Work item: Copy, word for word, each line of the data below from the first through the line containing "box: [18, 0, 1043, 751]", and stop there.

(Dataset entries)
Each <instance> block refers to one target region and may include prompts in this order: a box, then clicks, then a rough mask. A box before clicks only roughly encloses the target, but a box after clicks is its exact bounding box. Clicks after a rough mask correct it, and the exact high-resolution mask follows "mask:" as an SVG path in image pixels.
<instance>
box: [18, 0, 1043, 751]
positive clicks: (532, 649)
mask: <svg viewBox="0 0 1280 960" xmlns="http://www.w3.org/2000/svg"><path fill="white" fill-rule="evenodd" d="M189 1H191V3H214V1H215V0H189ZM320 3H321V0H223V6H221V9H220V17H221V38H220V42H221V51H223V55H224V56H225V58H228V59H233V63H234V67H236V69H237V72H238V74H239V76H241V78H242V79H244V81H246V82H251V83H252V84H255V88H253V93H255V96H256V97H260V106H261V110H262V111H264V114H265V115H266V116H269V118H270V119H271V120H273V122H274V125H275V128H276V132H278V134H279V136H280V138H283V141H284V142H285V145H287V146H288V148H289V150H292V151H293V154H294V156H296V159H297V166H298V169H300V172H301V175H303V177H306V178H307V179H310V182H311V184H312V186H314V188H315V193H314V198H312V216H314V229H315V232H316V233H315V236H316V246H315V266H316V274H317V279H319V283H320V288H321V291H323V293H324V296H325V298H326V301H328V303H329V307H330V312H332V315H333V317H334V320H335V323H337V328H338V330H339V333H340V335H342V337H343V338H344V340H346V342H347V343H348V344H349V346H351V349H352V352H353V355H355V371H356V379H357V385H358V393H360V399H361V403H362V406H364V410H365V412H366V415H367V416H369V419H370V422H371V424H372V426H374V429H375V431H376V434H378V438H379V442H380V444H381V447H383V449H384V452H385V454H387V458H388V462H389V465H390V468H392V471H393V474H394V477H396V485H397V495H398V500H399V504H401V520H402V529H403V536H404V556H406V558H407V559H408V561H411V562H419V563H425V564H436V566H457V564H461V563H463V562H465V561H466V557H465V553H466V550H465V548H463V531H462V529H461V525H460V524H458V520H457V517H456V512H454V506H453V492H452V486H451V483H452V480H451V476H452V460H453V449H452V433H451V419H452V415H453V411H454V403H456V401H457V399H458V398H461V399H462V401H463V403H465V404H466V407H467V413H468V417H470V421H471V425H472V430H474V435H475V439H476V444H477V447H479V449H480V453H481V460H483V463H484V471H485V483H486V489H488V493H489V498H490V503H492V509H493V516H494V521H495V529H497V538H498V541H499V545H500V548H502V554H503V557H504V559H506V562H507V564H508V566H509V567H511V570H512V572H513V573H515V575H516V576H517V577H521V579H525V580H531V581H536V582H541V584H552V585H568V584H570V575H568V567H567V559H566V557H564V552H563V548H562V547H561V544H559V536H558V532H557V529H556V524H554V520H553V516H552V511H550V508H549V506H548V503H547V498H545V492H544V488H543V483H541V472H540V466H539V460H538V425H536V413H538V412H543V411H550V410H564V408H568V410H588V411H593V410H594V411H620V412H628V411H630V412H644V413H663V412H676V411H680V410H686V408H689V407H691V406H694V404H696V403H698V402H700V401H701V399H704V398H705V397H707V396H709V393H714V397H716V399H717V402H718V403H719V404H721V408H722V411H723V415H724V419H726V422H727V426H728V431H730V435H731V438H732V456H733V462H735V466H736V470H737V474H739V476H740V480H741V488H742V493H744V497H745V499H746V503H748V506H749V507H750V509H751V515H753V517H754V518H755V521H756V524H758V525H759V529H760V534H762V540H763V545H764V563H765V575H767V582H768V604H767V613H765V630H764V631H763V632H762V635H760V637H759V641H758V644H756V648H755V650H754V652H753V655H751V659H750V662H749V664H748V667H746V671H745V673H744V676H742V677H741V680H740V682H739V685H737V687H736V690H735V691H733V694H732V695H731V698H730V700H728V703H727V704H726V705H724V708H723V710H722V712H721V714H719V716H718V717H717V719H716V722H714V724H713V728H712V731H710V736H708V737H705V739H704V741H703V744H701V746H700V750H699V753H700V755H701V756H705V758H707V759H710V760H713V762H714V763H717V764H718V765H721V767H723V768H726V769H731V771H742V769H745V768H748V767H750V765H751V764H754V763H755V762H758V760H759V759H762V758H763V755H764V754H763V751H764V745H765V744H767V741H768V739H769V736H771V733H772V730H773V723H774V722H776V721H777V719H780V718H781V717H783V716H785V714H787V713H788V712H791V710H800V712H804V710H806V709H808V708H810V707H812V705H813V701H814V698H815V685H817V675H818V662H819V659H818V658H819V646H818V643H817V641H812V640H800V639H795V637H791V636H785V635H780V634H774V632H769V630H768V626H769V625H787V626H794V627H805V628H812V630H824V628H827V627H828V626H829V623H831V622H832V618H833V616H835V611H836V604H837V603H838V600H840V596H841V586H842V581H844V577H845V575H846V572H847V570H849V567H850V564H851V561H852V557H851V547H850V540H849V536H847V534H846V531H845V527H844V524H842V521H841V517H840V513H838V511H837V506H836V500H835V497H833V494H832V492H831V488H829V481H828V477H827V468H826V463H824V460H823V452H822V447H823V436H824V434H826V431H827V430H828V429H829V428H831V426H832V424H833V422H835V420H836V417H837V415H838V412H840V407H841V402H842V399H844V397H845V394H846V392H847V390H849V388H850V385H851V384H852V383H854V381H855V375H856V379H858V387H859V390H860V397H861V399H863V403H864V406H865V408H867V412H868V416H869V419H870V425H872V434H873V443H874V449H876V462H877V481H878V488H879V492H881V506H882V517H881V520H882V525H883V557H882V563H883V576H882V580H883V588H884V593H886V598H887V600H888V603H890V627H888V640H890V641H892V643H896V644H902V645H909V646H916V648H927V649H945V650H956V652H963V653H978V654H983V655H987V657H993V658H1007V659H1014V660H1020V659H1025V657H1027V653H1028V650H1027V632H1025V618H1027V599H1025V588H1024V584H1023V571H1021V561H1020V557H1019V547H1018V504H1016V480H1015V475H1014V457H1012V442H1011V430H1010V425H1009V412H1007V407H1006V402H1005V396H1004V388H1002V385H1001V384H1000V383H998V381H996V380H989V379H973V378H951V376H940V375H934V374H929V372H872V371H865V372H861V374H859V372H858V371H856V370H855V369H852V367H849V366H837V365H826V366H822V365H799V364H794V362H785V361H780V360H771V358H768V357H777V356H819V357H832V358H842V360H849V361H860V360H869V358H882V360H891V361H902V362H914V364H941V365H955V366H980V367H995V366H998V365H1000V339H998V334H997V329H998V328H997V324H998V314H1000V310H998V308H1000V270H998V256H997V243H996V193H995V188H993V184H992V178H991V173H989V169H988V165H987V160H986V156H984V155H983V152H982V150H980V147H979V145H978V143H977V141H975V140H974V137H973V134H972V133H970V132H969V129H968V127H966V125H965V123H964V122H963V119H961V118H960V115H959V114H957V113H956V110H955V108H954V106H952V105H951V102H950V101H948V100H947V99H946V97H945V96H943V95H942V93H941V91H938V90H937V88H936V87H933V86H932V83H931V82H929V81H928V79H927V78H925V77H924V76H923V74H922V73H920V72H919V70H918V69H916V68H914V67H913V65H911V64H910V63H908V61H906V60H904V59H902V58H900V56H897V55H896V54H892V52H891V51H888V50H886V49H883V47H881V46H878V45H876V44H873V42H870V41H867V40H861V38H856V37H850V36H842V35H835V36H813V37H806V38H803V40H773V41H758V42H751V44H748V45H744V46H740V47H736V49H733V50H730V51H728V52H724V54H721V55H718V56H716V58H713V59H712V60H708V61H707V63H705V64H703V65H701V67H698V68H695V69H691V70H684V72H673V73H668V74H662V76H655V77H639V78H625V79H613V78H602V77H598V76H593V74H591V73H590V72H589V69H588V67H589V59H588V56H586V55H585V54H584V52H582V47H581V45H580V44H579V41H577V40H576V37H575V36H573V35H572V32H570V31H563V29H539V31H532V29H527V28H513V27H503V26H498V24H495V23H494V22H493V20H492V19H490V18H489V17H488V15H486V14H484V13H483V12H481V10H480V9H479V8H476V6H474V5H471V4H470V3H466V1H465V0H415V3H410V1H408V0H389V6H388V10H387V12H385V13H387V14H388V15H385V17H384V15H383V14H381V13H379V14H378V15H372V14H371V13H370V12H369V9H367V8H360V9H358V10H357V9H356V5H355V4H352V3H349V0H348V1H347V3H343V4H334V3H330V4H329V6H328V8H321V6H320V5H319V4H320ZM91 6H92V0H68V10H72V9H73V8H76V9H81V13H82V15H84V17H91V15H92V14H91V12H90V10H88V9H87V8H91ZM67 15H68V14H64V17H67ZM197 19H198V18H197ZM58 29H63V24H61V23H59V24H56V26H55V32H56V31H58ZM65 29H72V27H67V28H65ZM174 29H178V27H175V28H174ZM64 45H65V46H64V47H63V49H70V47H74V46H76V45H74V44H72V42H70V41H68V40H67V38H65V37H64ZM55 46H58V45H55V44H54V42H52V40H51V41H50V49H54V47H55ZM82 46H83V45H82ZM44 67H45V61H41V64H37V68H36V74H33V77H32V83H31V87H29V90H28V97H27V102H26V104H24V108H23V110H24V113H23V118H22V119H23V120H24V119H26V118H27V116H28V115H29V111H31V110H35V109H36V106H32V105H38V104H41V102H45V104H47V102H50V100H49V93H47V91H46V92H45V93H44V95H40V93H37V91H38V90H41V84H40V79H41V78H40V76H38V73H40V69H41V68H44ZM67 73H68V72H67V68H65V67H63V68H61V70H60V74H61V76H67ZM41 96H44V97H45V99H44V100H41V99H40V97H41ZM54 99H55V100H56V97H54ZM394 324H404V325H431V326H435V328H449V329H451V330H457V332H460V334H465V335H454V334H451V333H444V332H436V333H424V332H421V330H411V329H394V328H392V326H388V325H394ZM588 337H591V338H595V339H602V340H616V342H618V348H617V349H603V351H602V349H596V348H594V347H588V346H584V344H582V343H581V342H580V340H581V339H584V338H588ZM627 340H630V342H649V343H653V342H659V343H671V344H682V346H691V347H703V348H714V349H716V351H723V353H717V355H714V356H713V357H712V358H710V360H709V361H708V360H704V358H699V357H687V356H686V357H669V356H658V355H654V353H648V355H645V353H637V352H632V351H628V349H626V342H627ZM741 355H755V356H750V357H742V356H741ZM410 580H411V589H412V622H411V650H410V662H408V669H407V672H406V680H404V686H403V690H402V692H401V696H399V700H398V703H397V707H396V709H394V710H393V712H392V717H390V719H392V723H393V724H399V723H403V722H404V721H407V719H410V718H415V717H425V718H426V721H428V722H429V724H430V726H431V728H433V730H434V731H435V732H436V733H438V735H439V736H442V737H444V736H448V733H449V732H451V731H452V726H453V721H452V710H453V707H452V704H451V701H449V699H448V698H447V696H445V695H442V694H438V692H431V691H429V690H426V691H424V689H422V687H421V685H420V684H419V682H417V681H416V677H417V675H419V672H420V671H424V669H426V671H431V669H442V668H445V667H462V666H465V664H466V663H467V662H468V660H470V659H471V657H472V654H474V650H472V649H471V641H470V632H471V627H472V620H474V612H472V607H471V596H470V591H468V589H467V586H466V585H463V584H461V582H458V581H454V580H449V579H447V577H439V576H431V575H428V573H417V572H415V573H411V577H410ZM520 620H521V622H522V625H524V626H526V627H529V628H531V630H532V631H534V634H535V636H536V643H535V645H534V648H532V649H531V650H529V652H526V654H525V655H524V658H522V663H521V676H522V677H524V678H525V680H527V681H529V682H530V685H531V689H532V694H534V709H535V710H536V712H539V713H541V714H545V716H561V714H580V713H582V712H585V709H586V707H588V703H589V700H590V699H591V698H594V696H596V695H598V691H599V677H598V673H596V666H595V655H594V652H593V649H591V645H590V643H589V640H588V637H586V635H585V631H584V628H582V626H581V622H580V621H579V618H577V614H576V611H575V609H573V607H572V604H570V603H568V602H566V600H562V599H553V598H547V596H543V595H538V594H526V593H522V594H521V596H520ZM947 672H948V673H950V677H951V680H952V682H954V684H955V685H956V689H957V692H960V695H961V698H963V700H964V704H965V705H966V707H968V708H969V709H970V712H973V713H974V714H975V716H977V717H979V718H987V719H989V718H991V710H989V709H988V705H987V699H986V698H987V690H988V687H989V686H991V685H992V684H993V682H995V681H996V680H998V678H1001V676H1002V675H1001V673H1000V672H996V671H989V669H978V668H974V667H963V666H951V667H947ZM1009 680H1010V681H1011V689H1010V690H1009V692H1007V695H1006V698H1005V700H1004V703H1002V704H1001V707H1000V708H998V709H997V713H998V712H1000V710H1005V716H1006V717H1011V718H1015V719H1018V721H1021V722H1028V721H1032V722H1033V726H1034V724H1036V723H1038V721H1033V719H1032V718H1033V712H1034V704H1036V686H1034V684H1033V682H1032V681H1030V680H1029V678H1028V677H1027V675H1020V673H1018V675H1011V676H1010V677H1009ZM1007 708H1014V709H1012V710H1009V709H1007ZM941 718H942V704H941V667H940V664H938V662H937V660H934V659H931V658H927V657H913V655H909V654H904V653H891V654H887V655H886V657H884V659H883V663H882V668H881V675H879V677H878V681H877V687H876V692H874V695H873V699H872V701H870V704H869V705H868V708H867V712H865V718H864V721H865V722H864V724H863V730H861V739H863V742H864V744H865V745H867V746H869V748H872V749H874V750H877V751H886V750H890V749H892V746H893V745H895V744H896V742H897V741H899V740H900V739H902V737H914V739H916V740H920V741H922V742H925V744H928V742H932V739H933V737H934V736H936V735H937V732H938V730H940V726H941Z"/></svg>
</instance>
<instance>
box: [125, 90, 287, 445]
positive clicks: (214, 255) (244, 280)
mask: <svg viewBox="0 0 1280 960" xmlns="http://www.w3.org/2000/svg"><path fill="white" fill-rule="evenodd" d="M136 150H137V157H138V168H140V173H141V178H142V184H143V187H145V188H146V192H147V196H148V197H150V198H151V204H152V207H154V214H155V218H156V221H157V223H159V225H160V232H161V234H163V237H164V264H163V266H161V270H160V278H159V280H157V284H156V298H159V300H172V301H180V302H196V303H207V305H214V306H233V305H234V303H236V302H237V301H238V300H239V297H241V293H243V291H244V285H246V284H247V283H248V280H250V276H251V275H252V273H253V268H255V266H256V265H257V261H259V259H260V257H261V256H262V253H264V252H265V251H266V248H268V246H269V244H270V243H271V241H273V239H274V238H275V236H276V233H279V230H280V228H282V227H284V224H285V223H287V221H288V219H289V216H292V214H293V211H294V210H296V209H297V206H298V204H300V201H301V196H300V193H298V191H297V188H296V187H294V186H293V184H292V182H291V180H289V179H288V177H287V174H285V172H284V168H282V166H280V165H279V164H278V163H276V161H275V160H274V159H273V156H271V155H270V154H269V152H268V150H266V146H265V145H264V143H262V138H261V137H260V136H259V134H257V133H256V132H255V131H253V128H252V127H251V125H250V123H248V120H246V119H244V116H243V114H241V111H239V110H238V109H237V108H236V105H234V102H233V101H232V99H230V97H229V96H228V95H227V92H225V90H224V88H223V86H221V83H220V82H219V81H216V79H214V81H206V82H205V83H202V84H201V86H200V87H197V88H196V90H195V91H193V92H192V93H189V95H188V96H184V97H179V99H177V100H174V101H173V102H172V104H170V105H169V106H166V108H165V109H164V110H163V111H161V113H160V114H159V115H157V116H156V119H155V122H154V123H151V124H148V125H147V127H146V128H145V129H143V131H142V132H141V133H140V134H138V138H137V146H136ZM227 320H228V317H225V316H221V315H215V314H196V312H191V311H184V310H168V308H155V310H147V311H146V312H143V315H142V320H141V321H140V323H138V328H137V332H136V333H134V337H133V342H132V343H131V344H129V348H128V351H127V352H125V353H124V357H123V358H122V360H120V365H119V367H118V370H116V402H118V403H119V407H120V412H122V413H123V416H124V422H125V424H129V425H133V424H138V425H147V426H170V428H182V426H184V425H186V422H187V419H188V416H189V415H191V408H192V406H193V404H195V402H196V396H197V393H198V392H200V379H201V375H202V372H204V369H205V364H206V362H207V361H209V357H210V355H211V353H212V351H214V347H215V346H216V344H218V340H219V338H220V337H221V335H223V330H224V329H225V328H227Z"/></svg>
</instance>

Your response:
Each <instance> block refers to one target region and may include prompts in this order: a box, then clicks, then a rough mask. A box before clicks only roughly encloses the target, but a box after clicks is its exact bounding box. Clicks after a rough mask correct it, and the exact high-resolution mask follows "mask:" as an SVG path in image pixels.
<instance>
box: [18, 0, 1043, 751]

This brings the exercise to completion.